Jobs
A – Summarize the disk usage forecasting post in two sentences.
B – According to the disk usage forecasting post, how often is the disk usage sampled?
C – Continue the disk usage forecasting post from the point where it stops.

Text block
Solved – Forecast time-series with two seasonal patterns

arimaforecastingmultiple-seasonalitiesrtime series

I am working on this problem for my research. The attached time-series represents the disk usage sampled every 5 mins. The series is a saw-tooth pattern since the disk usage keeps increasing and part of the disk gets backed up every 24 hrs. Thus there is linear trend as well as seasonal pattern. I see a hourly seasonal pattern as well, not sure about the reason. My goal is to use few days worth of disk usage and predict the mean disk usage with conf. interval for the next 24 hrs. I am currently analyzing 3 days worth of data (training set) to predict the next 24 hrs of data (test set).

The following R code sets up the data.

df_diskusage <- read.csv(file='http://people.duke.edu/~hvs2/code/disk_usage.csv', header=TRUE)

Information supplied
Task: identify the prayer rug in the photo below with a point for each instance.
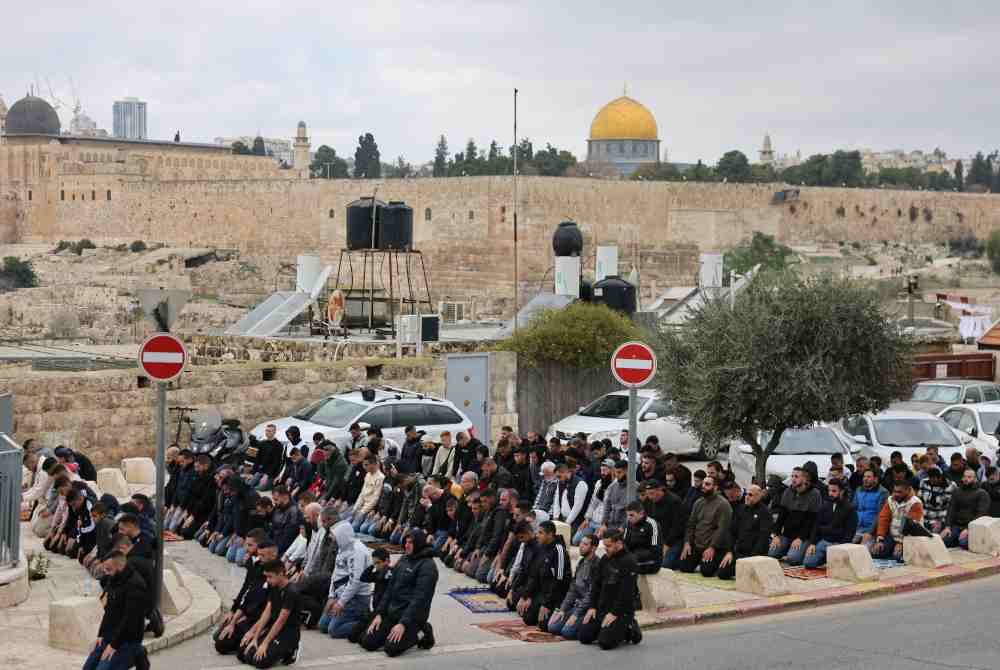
(800, 572)
(516, 629)
(479, 600)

Results
A – The disk usage series, sampled every 5 minutes, has a saw-tooth shape with a linear trend and a daily seasonal pattern because usage keeps rising and part of the disk is backed up every 24 hours; an hourly seasonal pattern of unknown cause also appears. The goal is to use 3 days of data as a training set to predict mean disk usage, with a confidence interval, for the next 24 hours.

B – Every 5 minutes.

C –
timestamp <- df_diskusage$time
usage <- df_diskusage$usage

training_Set_size <- 0.75
training_set_index <- round(length(timestamp)*training_Set_size)
timestamp_train <- timestamp[1:training_set_index]
usage_train <- usage[1:training_set_index]
timestamp_test <- timestamp[-(1:training_set_index)]
usage_test <- usage[-(1:training_set_index)]

timestamp_posix <- as.POSIXct(timestamp, origin='1970-01-01', tz='EST')
timestamp_train_posix <- as.POSIXct(timestamp_train, origin='1970-01-01', tz='EST')
timestamp_test_posix <- as.POSIXct(timestamp_test, origin='1970-01-01', tz='EST')
#Since 12 sample points per hr, freq. = 12. 
usage_train_ts <- ts(usage_train, frequency = 12)
usage_train_xts <- xts(usage_train, order.by = timestamp_train_posix)

usage_test_ts <- ts(usage_test, frequency = 12)
usage_test_xts <- xts(usage_test, order.by = timestamp_test_posix)
test_length <- length(usage_test)

tsdisplay(usage_train_xts)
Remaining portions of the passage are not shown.